BEGIN

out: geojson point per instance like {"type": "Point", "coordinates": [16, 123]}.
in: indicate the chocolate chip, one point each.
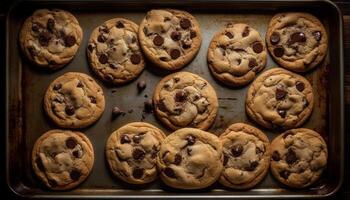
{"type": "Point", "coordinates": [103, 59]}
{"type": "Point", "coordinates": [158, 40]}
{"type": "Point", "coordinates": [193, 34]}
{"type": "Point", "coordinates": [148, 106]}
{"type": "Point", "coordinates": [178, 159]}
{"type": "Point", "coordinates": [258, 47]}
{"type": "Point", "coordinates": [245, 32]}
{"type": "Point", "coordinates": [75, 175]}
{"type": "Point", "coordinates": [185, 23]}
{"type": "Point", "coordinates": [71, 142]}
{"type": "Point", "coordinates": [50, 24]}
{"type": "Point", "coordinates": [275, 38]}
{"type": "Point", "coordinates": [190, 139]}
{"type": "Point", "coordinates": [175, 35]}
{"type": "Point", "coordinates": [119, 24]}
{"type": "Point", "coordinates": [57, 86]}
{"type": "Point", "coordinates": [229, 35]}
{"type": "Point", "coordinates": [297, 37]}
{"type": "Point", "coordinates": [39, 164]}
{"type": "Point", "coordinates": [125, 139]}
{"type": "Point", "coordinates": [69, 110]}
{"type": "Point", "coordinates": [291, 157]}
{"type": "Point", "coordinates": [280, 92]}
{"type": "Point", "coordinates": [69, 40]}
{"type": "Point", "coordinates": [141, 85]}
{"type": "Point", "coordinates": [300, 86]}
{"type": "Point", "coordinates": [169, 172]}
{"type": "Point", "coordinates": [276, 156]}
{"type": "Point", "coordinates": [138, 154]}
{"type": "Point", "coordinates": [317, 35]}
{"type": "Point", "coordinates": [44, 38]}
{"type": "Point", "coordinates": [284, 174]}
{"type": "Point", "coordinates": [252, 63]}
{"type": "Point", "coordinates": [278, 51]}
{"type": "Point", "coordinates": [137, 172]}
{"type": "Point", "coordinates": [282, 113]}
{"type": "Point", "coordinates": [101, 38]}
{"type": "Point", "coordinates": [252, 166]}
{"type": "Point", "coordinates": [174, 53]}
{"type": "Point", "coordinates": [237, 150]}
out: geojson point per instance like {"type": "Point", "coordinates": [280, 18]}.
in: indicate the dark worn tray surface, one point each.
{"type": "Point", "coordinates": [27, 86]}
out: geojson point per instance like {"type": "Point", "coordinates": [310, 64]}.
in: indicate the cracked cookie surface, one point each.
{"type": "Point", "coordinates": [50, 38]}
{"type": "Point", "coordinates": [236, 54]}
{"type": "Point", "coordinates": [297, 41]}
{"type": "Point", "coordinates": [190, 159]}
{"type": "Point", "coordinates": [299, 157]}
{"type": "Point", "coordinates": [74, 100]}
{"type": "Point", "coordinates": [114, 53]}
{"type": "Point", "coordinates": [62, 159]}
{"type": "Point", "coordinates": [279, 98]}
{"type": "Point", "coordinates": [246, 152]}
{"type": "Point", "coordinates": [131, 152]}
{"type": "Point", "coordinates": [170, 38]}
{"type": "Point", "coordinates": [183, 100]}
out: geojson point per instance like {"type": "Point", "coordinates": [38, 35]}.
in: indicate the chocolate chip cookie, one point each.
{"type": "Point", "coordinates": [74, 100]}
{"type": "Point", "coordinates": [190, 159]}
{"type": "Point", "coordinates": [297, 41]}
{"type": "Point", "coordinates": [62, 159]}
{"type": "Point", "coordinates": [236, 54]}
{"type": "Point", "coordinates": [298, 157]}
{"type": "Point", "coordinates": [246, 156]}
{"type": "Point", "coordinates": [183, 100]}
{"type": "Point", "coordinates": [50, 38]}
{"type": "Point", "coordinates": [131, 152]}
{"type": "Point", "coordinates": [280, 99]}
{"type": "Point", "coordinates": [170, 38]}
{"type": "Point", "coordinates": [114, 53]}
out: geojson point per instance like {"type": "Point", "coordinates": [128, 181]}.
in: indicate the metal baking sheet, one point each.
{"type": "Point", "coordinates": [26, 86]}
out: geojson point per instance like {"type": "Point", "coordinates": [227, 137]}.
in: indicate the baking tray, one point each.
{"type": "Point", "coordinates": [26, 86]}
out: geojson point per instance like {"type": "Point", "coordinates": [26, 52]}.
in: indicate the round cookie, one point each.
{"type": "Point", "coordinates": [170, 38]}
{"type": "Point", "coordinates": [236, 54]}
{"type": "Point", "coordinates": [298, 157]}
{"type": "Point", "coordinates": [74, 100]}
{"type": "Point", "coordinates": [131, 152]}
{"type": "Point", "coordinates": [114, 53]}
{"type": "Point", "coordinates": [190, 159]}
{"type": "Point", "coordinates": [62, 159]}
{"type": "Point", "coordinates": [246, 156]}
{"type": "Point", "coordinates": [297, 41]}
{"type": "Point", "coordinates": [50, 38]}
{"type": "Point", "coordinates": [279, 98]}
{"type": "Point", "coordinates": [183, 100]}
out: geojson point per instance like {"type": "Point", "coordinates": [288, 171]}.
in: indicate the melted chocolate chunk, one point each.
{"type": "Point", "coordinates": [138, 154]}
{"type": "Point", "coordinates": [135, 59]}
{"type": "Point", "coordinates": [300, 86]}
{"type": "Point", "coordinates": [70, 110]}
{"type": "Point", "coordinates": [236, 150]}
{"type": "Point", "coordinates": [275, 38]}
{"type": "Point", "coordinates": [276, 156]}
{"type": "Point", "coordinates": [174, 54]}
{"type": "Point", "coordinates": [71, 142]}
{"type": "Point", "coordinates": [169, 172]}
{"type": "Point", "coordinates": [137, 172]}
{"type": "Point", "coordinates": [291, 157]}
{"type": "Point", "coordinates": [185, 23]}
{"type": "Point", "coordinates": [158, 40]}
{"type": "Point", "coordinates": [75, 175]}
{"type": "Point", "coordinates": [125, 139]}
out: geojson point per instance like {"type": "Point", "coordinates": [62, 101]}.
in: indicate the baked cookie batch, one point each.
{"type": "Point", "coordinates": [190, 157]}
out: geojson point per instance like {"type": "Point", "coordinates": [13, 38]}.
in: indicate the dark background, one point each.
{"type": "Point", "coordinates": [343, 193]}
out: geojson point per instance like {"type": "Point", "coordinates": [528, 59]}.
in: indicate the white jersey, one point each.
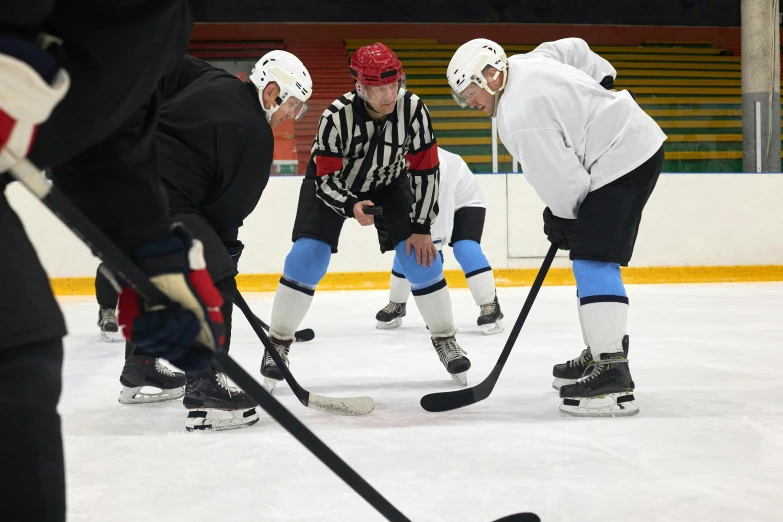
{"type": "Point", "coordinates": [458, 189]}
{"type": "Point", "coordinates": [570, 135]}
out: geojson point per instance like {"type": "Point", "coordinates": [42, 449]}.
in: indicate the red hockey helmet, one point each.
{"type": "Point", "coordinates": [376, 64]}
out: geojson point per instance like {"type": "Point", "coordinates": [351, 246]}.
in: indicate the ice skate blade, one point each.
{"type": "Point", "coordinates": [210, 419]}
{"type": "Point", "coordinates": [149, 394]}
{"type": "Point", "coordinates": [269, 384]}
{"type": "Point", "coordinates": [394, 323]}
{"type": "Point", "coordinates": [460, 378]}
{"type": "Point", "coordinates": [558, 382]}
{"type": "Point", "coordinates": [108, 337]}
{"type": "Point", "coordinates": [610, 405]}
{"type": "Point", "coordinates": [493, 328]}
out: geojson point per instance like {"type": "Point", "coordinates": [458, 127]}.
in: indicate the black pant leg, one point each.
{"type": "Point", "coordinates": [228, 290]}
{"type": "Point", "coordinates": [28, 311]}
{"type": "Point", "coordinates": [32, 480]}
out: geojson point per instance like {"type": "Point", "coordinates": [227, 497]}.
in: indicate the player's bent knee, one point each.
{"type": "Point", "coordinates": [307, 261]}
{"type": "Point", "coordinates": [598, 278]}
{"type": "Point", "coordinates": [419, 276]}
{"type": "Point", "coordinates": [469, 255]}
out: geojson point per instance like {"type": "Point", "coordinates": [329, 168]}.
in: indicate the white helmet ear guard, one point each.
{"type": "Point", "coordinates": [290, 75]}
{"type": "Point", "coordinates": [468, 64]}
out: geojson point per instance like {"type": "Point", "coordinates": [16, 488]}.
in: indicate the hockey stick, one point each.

END

• _TASK DETAILS_
Beginning at the line that contains "in: indicate the black", reproduce every line down to the last line of the entries above, exactly and only those.

• _REPLY TO THE EXERCISE_
in: indicate the black pant leg, one point each.
{"type": "Point", "coordinates": [228, 290]}
{"type": "Point", "coordinates": [28, 311]}
{"type": "Point", "coordinates": [32, 480]}
out: geojson point per instance like {"type": "Point", "coordinates": [227, 497]}.
in: indicate the player's bent knee, one point each.
{"type": "Point", "coordinates": [307, 261]}
{"type": "Point", "coordinates": [598, 278]}
{"type": "Point", "coordinates": [419, 276]}
{"type": "Point", "coordinates": [469, 255]}
out: geojson point per instance like {"type": "Point", "coordinates": [329, 168]}.
in: indicate the white helmet ear guard, one point each.
{"type": "Point", "coordinates": [290, 75]}
{"type": "Point", "coordinates": [468, 64]}
out: geojson point per instance like {"type": "Point", "coordinates": [16, 488]}.
in: indicate the hockey stick, one point each.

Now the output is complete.